Photo object pointing items
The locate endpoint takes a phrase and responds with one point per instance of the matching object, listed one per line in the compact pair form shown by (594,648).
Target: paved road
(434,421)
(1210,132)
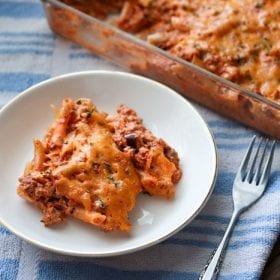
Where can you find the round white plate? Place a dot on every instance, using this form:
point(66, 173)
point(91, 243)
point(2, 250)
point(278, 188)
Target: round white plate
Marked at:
point(165, 113)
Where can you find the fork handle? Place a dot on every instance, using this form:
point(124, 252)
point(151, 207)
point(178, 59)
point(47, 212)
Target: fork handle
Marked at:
point(211, 270)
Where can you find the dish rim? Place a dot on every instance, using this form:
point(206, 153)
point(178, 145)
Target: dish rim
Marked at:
point(155, 241)
point(212, 76)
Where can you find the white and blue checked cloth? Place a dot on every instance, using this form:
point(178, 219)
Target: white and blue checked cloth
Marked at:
point(30, 53)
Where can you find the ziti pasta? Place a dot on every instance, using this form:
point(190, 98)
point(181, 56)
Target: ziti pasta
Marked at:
point(92, 166)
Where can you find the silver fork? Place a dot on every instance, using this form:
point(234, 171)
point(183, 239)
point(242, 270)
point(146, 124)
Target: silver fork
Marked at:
point(249, 185)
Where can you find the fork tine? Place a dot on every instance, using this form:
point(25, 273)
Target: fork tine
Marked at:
point(258, 171)
point(245, 160)
point(267, 168)
point(249, 176)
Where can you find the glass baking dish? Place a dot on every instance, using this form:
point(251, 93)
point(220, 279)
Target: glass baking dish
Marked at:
point(138, 56)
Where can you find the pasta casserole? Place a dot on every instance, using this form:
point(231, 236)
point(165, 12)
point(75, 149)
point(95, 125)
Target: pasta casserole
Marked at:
point(89, 166)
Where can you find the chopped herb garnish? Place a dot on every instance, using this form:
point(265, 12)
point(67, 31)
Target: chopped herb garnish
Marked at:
point(267, 44)
point(247, 76)
point(110, 177)
point(100, 203)
point(89, 113)
point(108, 167)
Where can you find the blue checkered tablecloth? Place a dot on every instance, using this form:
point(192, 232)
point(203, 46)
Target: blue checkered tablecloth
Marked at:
point(30, 53)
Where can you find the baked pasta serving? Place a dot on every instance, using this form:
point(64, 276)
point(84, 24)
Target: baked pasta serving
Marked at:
point(92, 166)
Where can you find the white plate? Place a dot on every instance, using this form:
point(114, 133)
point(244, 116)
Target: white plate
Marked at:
point(166, 113)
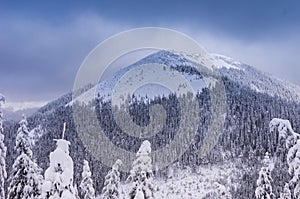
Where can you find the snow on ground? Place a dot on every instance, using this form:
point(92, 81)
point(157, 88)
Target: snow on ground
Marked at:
point(221, 61)
point(187, 185)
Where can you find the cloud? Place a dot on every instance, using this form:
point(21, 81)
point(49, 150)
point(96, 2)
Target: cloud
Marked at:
point(39, 58)
point(277, 53)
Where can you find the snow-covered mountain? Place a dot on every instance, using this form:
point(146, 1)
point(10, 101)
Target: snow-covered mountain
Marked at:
point(253, 99)
point(227, 67)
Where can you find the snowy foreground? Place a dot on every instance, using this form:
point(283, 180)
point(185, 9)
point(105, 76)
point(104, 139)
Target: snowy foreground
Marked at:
point(208, 180)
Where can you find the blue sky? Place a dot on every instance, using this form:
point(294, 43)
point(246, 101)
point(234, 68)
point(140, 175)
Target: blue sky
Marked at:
point(43, 44)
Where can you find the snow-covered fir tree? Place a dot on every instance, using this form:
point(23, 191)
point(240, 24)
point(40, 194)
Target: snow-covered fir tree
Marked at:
point(25, 178)
point(264, 187)
point(3, 174)
point(112, 181)
point(286, 192)
point(220, 192)
point(58, 182)
point(86, 185)
point(293, 160)
point(141, 174)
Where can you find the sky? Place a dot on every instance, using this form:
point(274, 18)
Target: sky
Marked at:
point(43, 43)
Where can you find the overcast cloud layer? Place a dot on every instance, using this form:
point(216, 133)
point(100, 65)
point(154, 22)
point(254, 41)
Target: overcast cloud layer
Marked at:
point(42, 46)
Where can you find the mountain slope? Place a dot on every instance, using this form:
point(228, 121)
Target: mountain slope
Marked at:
point(236, 71)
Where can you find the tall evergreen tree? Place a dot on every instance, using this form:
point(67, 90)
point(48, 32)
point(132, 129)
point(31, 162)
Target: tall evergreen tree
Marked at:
point(25, 178)
point(141, 174)
point(264, 187)
point(86, 185)
point(58, 182)
point(112, 181)
point(3, 174)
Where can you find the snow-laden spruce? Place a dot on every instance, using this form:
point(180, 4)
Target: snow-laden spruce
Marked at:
point(141, 174)
point(58, 182)
point(112, 182)
point(3, 149)
point(264, 187)
point(292, 143)
point(285, 131)
point(86, 185)
point(286, 192)
point(25, 178)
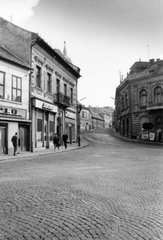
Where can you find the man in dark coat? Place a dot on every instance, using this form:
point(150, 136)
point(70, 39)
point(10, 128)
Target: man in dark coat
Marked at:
point(65, 138)
point(14, 141)
point(56, 141)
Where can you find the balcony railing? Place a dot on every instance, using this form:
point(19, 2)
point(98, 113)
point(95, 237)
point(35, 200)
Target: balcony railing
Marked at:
point(61, 99)
point(155, 106)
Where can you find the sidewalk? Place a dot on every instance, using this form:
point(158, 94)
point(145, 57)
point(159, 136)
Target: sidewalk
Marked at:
point(117, 134)
point(42, 152)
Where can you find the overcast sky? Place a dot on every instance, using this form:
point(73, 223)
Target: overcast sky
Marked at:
point(103, 37)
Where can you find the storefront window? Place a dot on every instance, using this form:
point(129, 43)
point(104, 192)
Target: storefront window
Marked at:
point(51, 123)
point(39, 125)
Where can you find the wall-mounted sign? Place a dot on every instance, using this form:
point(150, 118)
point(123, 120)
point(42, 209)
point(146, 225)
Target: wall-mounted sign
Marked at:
point(45, 105)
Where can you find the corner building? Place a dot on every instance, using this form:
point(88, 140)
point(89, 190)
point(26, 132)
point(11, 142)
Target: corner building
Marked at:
point(139, 100)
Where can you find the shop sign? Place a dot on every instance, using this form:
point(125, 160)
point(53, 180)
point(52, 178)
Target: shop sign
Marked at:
point(144, 135)
point(152, 136)
point(46, 106)
point(70, 115)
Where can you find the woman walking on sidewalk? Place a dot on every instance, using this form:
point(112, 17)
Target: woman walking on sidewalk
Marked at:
point(65, 138)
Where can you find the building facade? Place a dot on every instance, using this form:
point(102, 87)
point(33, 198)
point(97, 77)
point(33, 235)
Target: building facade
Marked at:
point(53, 85)
point(139, 100)
point(14, 101)
point(85, 119)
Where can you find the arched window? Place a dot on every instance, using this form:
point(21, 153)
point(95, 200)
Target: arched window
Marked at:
point(126, 99)
point(123, 102)
point(143, 98)
point(158, 95)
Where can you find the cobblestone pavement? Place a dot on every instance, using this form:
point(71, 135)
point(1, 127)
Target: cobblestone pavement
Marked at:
point(111, 189)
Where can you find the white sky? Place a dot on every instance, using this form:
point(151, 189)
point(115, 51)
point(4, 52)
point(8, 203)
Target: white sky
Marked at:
point(102, 37)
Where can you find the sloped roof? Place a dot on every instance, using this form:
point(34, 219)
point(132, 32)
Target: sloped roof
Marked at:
point(77, 69)
point(8, 55)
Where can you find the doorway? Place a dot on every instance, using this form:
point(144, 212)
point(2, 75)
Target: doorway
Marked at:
point(23, 142)
point(3, 140)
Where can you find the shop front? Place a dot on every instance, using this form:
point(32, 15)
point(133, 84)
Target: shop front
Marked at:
point(14, 120)
point(43, 124)
point(70, 126)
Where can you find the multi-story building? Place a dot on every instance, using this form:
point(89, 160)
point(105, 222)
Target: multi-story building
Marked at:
point(53, 85)
point(139, 100)
point(85, 119)
point(14, 101)
point(97, 121)
point(106, 114)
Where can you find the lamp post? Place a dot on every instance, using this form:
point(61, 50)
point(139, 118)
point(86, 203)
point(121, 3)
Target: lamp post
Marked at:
point(79, 108)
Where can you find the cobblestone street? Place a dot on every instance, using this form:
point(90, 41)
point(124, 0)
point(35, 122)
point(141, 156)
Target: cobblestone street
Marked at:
point(109, 190)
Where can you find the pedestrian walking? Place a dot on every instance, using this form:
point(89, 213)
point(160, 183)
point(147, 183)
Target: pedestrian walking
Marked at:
point(56, 141)
point(14, 141)
point(65, 138)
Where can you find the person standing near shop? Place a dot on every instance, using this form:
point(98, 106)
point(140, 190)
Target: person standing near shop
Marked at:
point(56, 141)
point(14, 141)
point(65, 138)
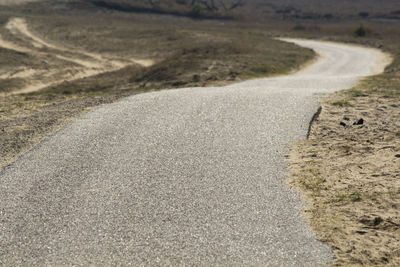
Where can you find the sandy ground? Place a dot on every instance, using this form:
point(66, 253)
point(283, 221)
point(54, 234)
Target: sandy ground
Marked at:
point(349, 173)
point(84, 64)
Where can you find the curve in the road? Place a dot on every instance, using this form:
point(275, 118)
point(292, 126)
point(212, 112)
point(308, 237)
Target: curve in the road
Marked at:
point(188, 176)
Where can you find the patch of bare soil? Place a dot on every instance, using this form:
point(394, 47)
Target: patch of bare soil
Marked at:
point(349, 173)
point(62, 63)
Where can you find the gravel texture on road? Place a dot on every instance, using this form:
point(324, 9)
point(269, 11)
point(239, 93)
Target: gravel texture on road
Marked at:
point(193, 176)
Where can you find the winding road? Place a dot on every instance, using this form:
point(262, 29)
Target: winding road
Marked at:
point(192, 176)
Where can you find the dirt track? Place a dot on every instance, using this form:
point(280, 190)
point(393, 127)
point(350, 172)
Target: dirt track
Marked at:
point(62, 63)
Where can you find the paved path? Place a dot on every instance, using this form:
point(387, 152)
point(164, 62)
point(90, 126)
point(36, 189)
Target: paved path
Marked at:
point(188, 176)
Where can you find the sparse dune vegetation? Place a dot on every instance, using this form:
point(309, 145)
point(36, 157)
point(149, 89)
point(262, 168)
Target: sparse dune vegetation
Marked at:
point(59, 59)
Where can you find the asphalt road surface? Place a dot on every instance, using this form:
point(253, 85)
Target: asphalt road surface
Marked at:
point(191, 176)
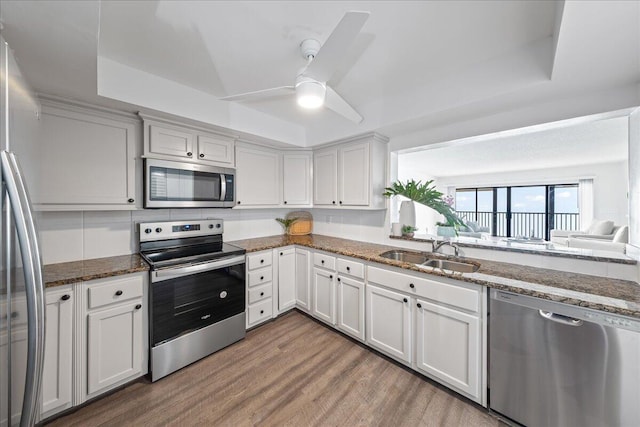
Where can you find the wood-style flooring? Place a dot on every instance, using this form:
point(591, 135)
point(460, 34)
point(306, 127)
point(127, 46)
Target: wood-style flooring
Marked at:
point(290, 372)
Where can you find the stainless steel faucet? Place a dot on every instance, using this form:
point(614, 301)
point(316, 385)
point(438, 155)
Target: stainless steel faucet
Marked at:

**THE TASK**
Swap "every instance" for "each instance" in the items that begin at the line containing "Where can you find the curve" and end after the line containing "point(192, 176)". Leave everything else in those lines unchanged.

**ANSWER TO THIS EXERCISE**
Where can you find the curve in the road? Place a dot on each instance, using this form:
point(275, 118)
point(292, 126)
point(212, 112)
point(308, 237)
Target: curve in the road
Marked at:
point(188, 176)
Where can you find the patch of bare soil? Place a dot on each instance, using this form:
point(394, 47)
Target: patch of bare soil
Marked at:
point(349, 173)
point(62, 63)
Where can you find the gravel texture on road? Place a dot on each instance, using this form:
point(324, 9)
point(269, 11)
point(239, 93)
Target: gravel texture on road
Marked at:
point(193, 176)
Where can you find the winding road? Place a dot on each instance, using this form:
point(262, 29)
Target: winding road
Marked at:
point(192, 176)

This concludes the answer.